→ Exercise:
In full and without alteration, repeat the material.

──────── Records provided ────────

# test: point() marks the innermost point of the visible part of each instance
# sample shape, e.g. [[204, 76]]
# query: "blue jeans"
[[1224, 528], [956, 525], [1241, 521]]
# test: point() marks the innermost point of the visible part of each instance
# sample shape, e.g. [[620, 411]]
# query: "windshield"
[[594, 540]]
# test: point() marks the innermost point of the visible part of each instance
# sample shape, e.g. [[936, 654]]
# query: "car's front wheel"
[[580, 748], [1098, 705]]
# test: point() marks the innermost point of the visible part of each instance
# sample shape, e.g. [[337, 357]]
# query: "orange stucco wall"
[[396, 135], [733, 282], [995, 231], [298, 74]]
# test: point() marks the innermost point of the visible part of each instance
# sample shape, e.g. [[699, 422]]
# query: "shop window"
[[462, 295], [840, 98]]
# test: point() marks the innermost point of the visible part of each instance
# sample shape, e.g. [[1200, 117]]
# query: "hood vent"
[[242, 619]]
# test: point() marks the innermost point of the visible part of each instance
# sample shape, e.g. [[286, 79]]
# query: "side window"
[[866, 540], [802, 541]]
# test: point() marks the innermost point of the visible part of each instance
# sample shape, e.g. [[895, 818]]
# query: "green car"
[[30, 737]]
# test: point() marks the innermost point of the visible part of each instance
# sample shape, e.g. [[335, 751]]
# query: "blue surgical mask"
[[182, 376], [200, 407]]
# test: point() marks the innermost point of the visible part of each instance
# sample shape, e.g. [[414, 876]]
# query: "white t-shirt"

────────

→ Finished exercise:
# test: point() marks the innermost point of the visible part of each instance
# sample shape, e.g. [[204, 76]]
# query: "blue jeans"
[[1224, 528], [956, 525], [1241, 521]]
# test: point() marks the innermost point of the visible part of each instance
# sample shape, e.g. [[620, 411]]
# query: "windshield"
[[594, 540]]
# test: point() marks the innermost point of the visible part of each instance
# sample shape, e.g. [[936, 654]]
# query: "car's front wheel"
[[580, 748], [1098, 705]]
# test: point() marks the innermost point of the visible part of each instance
# sample shape, e.g. [[337, 357]]
# query: "orange stucco wall"
[[396, 135], [733, 282], [995, 231], [298, 74]]
# test: point() marks the innermost point of the visible part of each instance
# sample shape, e.g. [[699, 422]]
# query: "shop window"
[[462, 295], [840, 98]]
# test: point() marks the innermost point of the visible part of each instance
# sample shape, e.g. [[1200, 117]]
# query: "hood vent"
[[242, 619]]
# test: point() marks the innermost point of the visible part of each instance
# sample shape, e.g. [[286, 79]]
# query: "side window"
[[866, 540], [802, 541]]
# test: point() marks the innermost point of the visible part of each instance
# sample shape, e.g. [[895, 818]]
# query: "green car"
[[30, 737]]
# test: point() marks the innermost point of the visible part of each instance
# sample shape, e.g. [[335, 751]]
# query: "blue surgical mask"
[[182, 376], [200, 407]]
# test: point() marks the innermost point of the visible part of each instance
# sample shape, e.g. [[414, 876]]
# query: "white t-shirt"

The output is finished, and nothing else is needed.